#### WORK TO DO:
Reproduce every line of the data below word for word, keeping each character and its order unchanged.
▬▬▬▬▬▬
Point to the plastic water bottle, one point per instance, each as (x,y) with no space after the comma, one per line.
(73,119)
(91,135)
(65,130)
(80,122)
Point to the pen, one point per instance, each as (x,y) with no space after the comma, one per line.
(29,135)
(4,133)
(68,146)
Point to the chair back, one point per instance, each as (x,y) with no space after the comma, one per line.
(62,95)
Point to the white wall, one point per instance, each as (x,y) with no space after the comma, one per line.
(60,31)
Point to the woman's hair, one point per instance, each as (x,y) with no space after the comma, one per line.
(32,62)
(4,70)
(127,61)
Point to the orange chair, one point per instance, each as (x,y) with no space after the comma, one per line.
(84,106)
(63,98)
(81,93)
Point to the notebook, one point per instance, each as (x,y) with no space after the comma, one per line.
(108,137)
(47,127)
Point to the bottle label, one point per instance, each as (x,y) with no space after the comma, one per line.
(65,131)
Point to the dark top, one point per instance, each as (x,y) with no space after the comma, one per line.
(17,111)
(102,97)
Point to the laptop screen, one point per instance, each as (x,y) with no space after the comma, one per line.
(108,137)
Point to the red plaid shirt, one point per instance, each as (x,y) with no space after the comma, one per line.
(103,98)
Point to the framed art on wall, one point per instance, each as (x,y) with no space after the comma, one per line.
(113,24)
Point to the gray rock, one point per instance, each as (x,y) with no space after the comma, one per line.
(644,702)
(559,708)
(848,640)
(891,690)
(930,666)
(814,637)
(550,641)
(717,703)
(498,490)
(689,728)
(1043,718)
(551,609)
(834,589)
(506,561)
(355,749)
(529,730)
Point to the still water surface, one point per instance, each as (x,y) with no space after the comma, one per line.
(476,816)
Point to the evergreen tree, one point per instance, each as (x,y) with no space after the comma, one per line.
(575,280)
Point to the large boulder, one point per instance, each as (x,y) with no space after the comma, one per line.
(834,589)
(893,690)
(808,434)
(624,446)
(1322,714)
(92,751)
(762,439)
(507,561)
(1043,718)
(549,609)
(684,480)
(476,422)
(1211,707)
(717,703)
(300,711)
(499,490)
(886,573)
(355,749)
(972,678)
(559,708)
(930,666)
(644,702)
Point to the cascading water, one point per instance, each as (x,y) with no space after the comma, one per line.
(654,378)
▬▬▬▬▬▬
#### OUTPUT:
Point to the plastic water bottle, one point per instance, each as (x,y) with no space after the comma, one per line.
(73,119)
(91,135)
(65,130)
(80,122)
Point to the pen, one point per instance, each as (x,y) with no space after the comma, one per line.
(29,135)
(4,133)
(68,146)
Point to the chair back, one point per instance, each as (x,y) with no space after the comma, one per line.
(62,95)
Point to the white wall, one point per instance, each as (x,y) with no space after the comma, one per line.
(60,31)
Point to the woman's hair, one point per instance, each as (x,y) with no space after the comma, one per line.
(32,62)
(4,70)
(127,61)
Point to the orange chair, one point per instance, each as (x,y) with no space after the comma, one per line.
(84,106)
(63,98)
(81,93)
Point to the notebook, one point per instance, each as (x,y) with no space after the comma, one per line.
(108,137)
(47,127)
Point to the bottle label, one point per instance, each as (x,y) with no space after the comma, one per line.
(65,131)
Point to the dark top, one point per instance, each as (x,y) with no space after the comma, one per line.
(17,111)
(102,97)
Point to the laptop screen, one point per instance, each as (x,y) with no space after the comma, one per line.
(108,137)
Point to the red plaid shirt, one point per instance, each as (x,y) with no space after the comma, one per line.
(103,98)
Point to the framed art on wall, one point per instance, each as (x,y) with no space after the comma, one per line.
(113,24)
Point to the gray rock, one point per instance, each as (x,y) with no space after the comma, one per line.
(644,702)
(559,708)
(848,640)
(891,690)
(930,666)
(814,637)
(550,641)
(717,703)
(498,490)
(689,728)
(1043,718)
(551,609)
(834,589)
(506,561)
(355,749)
(529,730)
Point to the still water surface, one point per instance, each as (x,y) with no space after the comma, one per line.
(476,816)
Point to the evergreen tree, one point per instance, each as (x,y) with no space after the comma, one per line.
(575,280)
Point to the large boulder, one point per instance, each as (x,y) with no space after the comma, one per line.
(834,589)
(893,690)
(808,434)
(624,446)
(1322,714)
(92,751)
(762,439)
(507,561)
(1043,718)
(549,609)
(684,480)
(476,422)
(1211,707)
(717,703)
(300,711)
(499,490)
(886,573)
(355,749)
(972,678)
(559,708)
(930,666)
(644,702)
Point to the cascading water, one point per instance, each as (x,y) with no space after the comma, one per line.
(654,378)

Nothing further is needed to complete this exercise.